What to produce :: Rewrite the lines below, substituting "Mark every instance" for "Tag each instance" and leaving everything else unchanged. Omit the pictures from your answer.

'''

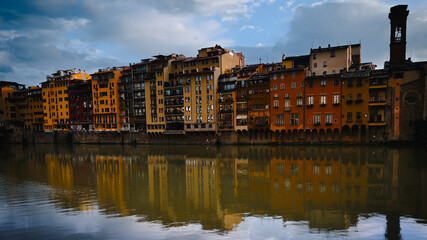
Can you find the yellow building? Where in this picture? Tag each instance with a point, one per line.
(199, 76)
(106, 99)
(8, 108)
(157, 74)
(55, 99)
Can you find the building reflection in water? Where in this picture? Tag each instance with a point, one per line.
(328, 187)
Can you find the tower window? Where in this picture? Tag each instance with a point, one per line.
(398, 34)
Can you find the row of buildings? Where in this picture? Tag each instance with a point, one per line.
(328, 93)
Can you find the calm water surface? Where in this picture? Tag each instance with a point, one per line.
(199, 192)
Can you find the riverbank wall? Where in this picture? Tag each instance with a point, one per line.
(190, 138)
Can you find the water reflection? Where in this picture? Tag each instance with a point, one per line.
(330, 188)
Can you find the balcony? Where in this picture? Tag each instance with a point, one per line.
(174, 103)
(376, 120)
(226, 100)
(373, 85)
(174, 93)
(376, 123)
(225, 125)
(226, 110)
(174, 112)
(242, 96)
(377, 101)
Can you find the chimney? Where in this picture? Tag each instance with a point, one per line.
(398, 16)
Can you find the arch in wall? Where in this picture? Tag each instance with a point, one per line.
(301, 135)
(329, 135)
(322, 135)
(355, 132)
(295, 135)
(315, 135)
(345, 131)
(336, 134)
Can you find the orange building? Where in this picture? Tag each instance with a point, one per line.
(259, 98)
(287, 99)
(323, 107)
(243, 75)
(355, 95)
(226, 96)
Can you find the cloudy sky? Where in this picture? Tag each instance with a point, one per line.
(38, 37)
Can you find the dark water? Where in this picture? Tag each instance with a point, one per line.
(198, 192)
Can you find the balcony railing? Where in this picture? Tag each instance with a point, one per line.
(174, 112)
(376, 99)
(226, 110)
(224, 100)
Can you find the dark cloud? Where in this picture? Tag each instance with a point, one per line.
(340, 23)
(5, 69)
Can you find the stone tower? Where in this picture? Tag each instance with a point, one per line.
(398, 16)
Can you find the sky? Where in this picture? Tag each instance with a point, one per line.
(39, 37)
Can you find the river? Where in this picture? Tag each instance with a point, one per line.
(210, 192)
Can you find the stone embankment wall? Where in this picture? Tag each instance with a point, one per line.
(17, 135)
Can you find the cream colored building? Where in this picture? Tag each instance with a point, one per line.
(332, 60)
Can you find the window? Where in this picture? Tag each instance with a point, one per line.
(294, 119)
(280, 120)
(323, 82)
(280, 169)
(322, 187)
(358, 116)
(349, 117)
(316, 169)
(310, 100)
(309, 187)
(316, 119)
(323, 100)
(336, 99)
(294, 169)
(329, 118)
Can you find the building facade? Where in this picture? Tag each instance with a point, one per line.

'''

Result of this task ::
Can you find the yellow building? Where in this picture? Mark every instance with a point, one per line.
(199, 76)
(106, 99)
(8, 108)
(157, 74)
(55, 99)
Can you find the building reflection in water? Where in this picture? Mark every instance with a point, one per line.
(328, 187)
Can you find the tower window? Where in this picture? Mark every instance with a point, one per line.
(398, 34)
Can you find the row of buildings? Where in this picture? Mark every instance with a point, one per line.
(328, 93)
Can you find the calm water surface? Where in this picture? Mark every instance with a point, one per line.
(199, 192)
Can you find the riverbank wall? Where in this picture? Mark every instance with a point, one per line.
(190, 138)
Can you find the water reflection? Where in this picture? Mark every instance with a point, one per line.
(330, 188)
Can you find the balcony? Where in this picture? Mark every instance with a point, one per line.
(174, 103)
(376, 120)
(226, 100)
(373, 85)
(174, 93)
(376, 123)
(225, 125)
(226, 110)
(174, 112)
(242, 96)
(377, 101)
Can you find the chimney? Where in this picture? Mark every instance with a point, one per line.
(398, 16)
Can you find the arch in wall? Where in this picture? Mark every instance with a point, one per line.
(301, 135)
(329, 135)
(322, 135)
(355, 132)
(295, 135)
(315, 135)
(345, 131)
(336, 134)
Can you find the orange building? Where in this picture? Mark every instance with a point, one per line.
(259, 98)
(287, 99)
(323, 107)
(243, 75)
(355, 95)
(226, 96)
Can you find the cloudy sky? Where in this picture? Mark every instance with a point, one per line.
(38, 37)
Can you find the dark water? Where in this picture? Mark every instance with a point, one per line.
(198, 192)
Can you find the balcony railing? Where in this picture? Mark every instance with a point, one per line.
(174, 112)
(376, 99)
(226, 110)
(224, 100)
Can you find the dark cloud? Where in this picture? Mark every instance with a point, one per line.
(340, 23)
(5, 69)
Can you find the stone tower? Where in this picture? Mark every instance with a point, one per line.
(398, 16)
Can you find the sky? Where in this picture? Mark every instance with a point, one per line.
(39, 37)
Can you find the river? Where in this picture? Mark every instance with a point, one per line.
(210, 192)
Can you find the stone embankment wall? Where in this picture? Mark every instance with a point, one per line.
(17, 135)
Can you find the cream colored building? Where in this picture? Mark every instance with a point, one per line.
(332, 60)
Can you find the window? Where in this picture? Mark every instance with a point, one per line.
(294, 119)
(280, 120)
(323, 82)
(280, 169)
(322, 187)
(358, 116)
(349, 117)
(316, 169)
(310, 100)
(309, 187)
(316, 119)
(323, 100)
(336, 99)
(294, 169)
(329, 118)
Can you find the building facade? Where in this picture? Mark every instance with a point, one per line.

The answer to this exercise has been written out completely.